### RECORDS SUPPLIED
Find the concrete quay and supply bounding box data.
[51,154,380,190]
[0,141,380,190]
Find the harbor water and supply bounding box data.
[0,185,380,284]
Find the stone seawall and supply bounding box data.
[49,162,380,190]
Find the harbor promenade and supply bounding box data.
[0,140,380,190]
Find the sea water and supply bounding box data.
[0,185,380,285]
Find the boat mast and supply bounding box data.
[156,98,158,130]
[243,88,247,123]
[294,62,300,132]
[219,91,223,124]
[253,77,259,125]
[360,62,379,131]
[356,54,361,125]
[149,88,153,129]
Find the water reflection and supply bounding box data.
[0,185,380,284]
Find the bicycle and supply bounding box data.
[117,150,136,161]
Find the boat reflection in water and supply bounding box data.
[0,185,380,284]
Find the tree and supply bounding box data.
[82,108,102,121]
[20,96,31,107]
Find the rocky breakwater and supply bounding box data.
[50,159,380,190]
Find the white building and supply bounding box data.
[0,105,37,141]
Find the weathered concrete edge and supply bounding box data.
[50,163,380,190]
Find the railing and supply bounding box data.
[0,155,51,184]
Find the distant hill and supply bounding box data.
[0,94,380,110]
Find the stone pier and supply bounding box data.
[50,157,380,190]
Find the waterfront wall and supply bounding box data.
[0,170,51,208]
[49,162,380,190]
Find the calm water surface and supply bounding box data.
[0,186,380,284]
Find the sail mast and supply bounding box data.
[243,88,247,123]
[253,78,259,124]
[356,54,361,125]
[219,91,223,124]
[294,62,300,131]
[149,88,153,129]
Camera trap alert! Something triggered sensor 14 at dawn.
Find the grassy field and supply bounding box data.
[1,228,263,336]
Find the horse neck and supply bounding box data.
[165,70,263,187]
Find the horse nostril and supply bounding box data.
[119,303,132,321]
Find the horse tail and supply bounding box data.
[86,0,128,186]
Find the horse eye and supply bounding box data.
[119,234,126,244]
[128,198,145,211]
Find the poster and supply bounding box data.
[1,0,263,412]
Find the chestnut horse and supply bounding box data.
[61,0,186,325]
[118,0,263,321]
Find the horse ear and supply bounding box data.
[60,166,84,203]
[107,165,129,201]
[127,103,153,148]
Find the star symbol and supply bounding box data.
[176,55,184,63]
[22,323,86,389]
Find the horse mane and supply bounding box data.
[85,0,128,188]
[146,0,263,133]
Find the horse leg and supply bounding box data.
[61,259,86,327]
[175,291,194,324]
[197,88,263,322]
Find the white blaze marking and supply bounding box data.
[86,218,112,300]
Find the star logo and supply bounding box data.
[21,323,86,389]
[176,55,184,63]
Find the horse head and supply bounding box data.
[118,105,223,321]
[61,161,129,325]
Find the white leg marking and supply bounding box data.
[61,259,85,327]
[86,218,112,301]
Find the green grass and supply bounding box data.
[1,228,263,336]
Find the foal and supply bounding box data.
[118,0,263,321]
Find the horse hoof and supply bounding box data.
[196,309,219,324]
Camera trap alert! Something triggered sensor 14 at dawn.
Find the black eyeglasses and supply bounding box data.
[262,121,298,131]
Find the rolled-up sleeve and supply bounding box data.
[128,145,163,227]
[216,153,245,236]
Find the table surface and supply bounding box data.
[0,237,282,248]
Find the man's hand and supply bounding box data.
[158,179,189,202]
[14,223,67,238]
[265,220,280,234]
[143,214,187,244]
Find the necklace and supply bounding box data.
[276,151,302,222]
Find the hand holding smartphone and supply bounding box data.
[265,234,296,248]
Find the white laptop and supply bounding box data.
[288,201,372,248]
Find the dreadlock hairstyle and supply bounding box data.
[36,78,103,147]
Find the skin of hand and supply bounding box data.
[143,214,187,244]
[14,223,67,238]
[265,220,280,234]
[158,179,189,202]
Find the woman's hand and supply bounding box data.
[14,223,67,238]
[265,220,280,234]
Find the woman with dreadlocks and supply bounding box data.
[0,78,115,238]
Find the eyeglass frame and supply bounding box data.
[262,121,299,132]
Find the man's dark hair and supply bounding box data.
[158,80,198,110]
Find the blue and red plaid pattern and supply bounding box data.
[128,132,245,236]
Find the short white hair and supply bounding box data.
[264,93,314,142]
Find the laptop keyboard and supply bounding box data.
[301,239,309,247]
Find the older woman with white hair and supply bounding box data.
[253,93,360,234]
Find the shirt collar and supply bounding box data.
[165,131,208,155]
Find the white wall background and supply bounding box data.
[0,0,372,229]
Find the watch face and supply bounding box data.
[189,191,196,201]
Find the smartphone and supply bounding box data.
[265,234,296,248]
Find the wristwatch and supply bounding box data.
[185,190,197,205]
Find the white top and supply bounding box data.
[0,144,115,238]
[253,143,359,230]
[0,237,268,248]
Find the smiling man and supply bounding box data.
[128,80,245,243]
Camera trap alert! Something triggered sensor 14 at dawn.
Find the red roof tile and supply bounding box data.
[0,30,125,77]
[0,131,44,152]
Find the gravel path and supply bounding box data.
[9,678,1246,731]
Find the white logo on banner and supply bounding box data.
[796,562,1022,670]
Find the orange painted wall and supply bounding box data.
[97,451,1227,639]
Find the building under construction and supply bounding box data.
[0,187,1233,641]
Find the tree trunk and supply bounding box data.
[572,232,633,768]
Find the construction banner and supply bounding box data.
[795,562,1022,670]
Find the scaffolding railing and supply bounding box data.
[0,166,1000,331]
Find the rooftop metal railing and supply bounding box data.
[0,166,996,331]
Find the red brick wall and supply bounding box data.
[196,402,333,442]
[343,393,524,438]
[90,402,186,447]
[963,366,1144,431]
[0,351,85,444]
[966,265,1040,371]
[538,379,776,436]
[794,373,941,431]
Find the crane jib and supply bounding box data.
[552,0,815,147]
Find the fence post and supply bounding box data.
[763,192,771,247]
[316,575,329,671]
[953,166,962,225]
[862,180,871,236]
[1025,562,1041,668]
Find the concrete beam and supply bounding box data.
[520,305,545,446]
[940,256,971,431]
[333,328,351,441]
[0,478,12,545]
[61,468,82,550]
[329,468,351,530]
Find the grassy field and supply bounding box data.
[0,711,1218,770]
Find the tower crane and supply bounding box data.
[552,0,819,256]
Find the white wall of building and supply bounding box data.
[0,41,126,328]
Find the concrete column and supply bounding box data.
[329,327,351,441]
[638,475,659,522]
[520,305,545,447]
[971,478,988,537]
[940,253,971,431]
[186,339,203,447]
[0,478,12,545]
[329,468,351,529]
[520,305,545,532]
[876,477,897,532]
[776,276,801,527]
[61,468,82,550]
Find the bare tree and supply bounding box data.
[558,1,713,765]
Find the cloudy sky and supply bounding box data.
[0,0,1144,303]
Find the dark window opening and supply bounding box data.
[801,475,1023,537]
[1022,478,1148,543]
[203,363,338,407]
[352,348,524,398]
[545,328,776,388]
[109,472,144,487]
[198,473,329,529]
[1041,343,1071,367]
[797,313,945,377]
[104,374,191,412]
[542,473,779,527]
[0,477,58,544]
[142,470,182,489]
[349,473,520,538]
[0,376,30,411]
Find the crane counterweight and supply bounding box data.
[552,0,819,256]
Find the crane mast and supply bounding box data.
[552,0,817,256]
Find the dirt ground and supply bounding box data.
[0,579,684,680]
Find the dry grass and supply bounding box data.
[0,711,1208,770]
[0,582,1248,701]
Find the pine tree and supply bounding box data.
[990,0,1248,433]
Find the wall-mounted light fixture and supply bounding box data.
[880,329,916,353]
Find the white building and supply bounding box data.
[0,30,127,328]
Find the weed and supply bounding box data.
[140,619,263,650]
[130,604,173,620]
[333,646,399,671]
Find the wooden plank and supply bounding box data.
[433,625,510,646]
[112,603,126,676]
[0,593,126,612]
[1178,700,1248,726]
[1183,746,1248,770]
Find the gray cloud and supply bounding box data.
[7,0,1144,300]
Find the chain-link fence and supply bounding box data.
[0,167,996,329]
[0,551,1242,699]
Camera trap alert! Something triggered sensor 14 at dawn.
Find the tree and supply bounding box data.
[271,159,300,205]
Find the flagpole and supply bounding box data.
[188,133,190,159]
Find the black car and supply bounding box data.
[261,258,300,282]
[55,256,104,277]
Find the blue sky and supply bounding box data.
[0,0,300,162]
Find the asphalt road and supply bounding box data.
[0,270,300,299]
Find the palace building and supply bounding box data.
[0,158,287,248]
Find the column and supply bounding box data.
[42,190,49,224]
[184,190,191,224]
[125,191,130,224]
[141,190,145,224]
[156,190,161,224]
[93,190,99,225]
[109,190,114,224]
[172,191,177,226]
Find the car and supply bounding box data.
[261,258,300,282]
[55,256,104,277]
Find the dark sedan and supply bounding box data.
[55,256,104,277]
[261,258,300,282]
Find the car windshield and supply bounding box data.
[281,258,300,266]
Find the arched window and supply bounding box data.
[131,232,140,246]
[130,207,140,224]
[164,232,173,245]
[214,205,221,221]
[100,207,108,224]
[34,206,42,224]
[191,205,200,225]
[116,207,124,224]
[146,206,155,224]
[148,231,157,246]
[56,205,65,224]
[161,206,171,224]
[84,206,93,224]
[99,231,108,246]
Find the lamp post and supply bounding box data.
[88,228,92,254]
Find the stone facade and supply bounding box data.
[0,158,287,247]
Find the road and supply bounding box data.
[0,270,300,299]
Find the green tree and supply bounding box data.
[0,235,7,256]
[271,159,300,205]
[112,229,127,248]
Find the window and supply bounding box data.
######
PROBLEM STATEMENT — Put the rows from the start through the line containing "[20,96,31,107]" into a two-column CSV with the header text,boxes. Give one CSV line per "Find the" sentence, with the sentence under text and all coordinates beneath it under boxes, each field quoted and any line breaks replaced by spaces.

SOLUTION BELOW —
text,boxes
"Find the concrete quay and supply bounding box data.","[51,154,380,190] [0,141,380,190]"
"Find the harbor water and supply bounding box data.","[0,185,380,284]"
"Find the stone seawall and supply bounding box data.","[49,162,380,190]"
"Find the harbor promenade and supply bounding box data.","[0,140,380,190]"
"Find the sea water and supply bounding box data.","[0,185,380,285]"
"Find the boat mast and supply bounding box data.","[156,98,158,130] [243,88,247,123] [294,62,300,132] [219,91,223,124] [253,77,259,125] [360,62,379,131] [356,54,361,125] [149,88,153,129]"
"Find the water reflection and supply bounding box data.","[0,185,380,284]"
"Find the bicycle and supply bounding box data.","[117,150,136,161]"
"Find the boat reflection in water and supply bounding box data.","[0,185,380,284]"
"Find the tree and supply bounding box data.","[82,108,102,121] [20,96,31,107]"